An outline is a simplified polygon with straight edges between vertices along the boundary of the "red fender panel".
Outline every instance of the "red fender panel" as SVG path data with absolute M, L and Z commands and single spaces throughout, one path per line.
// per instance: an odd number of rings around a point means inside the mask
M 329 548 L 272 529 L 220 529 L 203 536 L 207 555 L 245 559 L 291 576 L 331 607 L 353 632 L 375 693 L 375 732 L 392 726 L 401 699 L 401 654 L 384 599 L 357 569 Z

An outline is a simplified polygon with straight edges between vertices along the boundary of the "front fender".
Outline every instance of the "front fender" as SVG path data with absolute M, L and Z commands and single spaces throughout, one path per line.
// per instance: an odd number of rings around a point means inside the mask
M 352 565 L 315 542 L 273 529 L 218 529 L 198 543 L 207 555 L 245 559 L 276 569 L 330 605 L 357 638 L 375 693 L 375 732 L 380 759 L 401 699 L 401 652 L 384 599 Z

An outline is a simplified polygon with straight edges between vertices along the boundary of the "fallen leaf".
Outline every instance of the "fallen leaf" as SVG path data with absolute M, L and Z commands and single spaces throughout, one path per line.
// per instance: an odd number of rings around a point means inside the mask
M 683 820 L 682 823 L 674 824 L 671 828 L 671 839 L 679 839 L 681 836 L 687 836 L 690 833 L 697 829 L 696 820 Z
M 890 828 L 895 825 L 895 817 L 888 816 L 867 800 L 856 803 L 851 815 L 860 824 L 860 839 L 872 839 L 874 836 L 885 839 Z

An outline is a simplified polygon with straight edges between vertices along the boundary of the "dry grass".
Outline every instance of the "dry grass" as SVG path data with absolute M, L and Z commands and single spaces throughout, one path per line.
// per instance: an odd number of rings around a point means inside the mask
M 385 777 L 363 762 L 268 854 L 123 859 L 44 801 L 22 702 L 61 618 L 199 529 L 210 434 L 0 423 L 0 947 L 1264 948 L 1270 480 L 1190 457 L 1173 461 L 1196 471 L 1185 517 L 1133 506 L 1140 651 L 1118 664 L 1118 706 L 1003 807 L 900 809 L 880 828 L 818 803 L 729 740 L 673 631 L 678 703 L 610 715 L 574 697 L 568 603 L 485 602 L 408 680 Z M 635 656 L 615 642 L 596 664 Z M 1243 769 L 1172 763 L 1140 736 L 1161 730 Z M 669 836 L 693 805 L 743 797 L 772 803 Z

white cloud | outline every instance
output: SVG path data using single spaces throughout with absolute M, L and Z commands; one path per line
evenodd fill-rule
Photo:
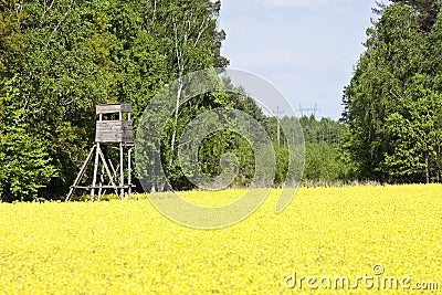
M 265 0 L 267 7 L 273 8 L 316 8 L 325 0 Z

▬▬▬▬▬▬▬▬▬▬

#### TASK
Copy out the part of the material that opens with the line containing "white cloud | outline every instance" and runs through the end of the material, keeping the requests unchanged but multiplying every coordinate in the path data answers by 1.15 and rounding to whole numbers, with halves rounded up. Leave the pictures out.

#### CORRECT OUTPUT
white cloud | outline every instance
output: SVG path data using single spaces throughout with absolute M, L and Z commands; one path per line
evenodd fill-rule
Photo:
M 305 0 L 307 8 L 314 9 L 363 9 L 374 0 Z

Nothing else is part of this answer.